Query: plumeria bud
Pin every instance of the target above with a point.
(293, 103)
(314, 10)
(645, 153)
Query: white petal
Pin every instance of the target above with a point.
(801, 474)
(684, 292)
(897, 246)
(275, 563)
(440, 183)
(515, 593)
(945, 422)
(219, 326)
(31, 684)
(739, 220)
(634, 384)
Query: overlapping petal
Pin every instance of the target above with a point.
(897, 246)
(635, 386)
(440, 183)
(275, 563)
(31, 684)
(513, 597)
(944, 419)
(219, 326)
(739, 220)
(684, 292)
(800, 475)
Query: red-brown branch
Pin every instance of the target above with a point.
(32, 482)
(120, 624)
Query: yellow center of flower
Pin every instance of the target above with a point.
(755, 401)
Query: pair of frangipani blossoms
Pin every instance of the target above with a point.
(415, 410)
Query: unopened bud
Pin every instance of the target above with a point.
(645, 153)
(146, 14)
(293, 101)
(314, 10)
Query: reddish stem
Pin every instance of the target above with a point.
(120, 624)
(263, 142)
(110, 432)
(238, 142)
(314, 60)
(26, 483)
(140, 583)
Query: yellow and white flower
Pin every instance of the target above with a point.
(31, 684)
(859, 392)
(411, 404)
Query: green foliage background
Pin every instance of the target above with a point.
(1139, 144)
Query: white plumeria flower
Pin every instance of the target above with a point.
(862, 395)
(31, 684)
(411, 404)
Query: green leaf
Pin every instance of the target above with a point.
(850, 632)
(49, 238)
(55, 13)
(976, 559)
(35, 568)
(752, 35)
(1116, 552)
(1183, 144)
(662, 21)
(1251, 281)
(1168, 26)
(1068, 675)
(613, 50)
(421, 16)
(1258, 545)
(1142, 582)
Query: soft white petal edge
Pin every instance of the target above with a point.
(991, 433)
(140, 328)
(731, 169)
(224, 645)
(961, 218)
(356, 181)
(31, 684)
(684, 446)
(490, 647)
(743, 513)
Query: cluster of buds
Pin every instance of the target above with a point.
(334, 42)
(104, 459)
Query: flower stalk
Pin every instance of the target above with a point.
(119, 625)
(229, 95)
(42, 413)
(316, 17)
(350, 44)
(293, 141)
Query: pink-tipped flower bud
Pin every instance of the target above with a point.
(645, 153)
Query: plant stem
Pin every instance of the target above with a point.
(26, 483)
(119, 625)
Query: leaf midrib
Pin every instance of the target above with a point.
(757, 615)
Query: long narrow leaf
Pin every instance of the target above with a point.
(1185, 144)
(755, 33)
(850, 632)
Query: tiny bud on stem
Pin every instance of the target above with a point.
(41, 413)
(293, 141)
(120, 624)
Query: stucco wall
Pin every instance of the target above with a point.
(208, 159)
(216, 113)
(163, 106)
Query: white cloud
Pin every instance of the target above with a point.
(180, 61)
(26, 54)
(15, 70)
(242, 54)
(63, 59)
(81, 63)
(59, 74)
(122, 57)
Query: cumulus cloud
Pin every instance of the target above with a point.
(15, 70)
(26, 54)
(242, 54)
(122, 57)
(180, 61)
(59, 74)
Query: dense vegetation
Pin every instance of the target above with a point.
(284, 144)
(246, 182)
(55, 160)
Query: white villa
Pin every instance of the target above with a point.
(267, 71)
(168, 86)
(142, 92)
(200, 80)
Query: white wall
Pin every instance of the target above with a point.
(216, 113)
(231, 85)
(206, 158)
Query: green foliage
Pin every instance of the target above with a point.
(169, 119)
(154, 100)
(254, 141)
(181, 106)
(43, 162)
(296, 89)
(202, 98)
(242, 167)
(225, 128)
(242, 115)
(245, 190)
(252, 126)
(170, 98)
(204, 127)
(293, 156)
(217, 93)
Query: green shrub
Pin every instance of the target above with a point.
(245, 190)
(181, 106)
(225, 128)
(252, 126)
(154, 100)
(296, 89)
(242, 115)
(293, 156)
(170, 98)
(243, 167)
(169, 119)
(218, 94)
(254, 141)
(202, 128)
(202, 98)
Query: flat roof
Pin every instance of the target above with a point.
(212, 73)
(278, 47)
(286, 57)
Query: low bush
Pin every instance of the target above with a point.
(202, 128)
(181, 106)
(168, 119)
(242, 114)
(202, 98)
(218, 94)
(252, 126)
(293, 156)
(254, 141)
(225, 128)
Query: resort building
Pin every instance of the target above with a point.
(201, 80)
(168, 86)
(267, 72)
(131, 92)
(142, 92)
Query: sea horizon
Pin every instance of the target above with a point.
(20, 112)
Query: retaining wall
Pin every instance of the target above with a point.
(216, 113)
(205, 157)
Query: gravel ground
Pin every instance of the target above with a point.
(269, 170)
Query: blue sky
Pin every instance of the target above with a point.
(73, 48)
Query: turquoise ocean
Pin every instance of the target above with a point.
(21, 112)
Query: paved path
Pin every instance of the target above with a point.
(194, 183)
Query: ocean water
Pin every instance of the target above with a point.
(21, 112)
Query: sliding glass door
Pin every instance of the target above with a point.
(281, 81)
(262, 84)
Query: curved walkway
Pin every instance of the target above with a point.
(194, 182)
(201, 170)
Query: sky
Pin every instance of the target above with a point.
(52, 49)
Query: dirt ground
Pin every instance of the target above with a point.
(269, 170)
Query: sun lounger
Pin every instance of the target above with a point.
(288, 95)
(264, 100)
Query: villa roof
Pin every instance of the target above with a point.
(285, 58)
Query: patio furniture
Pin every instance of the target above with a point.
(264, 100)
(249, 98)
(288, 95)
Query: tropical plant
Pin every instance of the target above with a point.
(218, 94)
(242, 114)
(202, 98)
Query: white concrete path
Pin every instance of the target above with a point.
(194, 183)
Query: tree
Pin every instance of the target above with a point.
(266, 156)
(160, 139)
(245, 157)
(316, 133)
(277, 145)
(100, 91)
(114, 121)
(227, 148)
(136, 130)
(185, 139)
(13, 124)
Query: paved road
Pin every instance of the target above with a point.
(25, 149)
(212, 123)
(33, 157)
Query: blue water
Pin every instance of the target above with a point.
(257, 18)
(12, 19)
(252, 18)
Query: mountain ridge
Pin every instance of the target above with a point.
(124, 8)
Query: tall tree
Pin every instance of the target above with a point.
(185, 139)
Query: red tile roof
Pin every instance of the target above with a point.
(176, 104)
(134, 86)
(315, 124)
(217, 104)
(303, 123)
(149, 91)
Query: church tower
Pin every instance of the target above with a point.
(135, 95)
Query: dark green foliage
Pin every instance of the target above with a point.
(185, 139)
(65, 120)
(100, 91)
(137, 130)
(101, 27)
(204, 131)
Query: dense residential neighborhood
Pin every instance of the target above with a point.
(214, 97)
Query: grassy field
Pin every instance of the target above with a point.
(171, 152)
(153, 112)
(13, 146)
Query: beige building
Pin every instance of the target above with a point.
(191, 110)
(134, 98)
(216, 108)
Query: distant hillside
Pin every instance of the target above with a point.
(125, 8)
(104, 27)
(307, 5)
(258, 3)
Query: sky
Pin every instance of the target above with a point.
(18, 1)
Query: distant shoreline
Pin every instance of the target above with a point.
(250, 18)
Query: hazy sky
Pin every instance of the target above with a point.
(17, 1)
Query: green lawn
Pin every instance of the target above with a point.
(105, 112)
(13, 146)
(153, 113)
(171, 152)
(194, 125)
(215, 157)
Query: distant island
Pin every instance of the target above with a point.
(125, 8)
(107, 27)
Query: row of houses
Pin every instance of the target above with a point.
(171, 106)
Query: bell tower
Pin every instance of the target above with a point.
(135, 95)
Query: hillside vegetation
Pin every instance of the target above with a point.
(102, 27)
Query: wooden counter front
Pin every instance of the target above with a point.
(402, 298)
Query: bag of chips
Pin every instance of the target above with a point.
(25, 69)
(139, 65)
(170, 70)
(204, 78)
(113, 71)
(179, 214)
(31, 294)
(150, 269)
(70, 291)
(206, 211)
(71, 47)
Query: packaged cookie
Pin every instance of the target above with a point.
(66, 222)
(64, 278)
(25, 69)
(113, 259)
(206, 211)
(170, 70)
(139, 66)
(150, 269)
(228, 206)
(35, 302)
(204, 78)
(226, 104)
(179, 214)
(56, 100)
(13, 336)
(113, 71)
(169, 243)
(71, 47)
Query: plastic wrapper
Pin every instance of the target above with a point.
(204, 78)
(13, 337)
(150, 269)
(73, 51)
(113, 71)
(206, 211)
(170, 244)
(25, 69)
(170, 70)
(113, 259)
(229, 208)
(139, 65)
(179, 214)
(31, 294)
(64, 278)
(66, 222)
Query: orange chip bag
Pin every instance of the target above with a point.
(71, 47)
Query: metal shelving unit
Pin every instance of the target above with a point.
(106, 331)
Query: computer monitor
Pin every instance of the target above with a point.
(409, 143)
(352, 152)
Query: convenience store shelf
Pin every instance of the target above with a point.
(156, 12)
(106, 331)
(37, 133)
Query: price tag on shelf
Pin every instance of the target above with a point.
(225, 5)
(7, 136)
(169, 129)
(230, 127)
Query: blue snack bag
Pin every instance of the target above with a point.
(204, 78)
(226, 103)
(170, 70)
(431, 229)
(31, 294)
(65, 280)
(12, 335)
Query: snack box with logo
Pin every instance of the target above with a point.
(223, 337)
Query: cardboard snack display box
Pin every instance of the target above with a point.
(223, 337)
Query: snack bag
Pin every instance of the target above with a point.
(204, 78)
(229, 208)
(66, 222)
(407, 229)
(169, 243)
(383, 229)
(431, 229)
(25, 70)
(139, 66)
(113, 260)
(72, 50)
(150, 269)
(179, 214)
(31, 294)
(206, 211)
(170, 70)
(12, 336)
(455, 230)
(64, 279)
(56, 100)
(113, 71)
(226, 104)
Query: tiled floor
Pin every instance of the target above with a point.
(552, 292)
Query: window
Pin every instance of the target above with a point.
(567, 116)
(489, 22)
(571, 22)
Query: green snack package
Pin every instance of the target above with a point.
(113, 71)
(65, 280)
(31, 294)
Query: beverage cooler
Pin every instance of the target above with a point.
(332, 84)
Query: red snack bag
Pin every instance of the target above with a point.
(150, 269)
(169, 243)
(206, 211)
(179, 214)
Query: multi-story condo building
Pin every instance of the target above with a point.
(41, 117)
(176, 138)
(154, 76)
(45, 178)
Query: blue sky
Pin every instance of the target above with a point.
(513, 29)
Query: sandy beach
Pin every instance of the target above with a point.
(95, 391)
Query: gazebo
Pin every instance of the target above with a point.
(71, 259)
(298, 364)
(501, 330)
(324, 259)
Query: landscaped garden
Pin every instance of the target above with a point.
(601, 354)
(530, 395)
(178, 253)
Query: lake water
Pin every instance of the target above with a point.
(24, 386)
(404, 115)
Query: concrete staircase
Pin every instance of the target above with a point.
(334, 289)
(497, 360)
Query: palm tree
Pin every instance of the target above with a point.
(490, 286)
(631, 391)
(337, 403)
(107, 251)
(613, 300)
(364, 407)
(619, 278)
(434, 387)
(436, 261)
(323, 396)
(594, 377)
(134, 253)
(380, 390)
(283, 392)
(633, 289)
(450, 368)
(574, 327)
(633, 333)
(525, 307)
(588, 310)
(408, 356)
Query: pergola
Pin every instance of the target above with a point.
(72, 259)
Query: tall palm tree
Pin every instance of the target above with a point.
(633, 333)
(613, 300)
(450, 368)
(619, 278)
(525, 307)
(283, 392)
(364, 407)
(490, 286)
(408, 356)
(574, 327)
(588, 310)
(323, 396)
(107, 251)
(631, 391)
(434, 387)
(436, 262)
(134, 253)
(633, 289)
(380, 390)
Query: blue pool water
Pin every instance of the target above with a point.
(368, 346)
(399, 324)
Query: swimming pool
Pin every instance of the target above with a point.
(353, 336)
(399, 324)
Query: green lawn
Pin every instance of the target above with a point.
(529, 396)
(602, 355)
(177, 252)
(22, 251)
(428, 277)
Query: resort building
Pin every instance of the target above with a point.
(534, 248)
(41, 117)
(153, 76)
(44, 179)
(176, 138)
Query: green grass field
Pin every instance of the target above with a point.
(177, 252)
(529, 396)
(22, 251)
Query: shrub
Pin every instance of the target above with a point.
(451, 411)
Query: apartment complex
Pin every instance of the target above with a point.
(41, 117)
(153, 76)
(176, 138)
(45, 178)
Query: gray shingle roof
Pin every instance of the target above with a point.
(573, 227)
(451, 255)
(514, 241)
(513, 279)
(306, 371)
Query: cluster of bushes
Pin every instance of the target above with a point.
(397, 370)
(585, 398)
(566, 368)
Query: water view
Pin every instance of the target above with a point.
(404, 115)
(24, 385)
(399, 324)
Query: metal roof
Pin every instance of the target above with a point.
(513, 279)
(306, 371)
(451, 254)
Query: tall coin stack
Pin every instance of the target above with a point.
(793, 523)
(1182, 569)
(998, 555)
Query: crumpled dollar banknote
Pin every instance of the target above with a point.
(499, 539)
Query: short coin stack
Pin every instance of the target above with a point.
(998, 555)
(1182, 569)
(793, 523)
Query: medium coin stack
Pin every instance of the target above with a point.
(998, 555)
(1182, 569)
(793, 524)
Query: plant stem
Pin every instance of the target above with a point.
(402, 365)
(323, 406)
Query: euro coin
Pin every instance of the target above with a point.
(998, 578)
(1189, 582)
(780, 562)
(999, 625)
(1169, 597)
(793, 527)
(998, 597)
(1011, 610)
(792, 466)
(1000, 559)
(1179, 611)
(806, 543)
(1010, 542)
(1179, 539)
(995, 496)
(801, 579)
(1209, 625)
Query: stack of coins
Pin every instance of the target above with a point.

◇ ◇ ◇

Where the listing above has a line with "Query: sun lounger", start there, and output every line exactly through the line with "Query: tree", which is also included.

▶ _RESPONSE BELOW_
Query: sun lounger
Pin every instance of the target above with a point.
(288, 95)
(264, 100)
Query: villa roof
Pin every instance of the target above with a point.
(285, 58)
Query: patio furniture
Pin every instance of the target above with a point.
(264, 100)
(249, 98)
(288, 95)
Query: tropical plant
Pin every instance of the target above with a point.
(218, 94)
(242, 114)
(202, 98)
Query: white concrete path
Pin every instance of the target above with a point.
(194, 183)
Query: tree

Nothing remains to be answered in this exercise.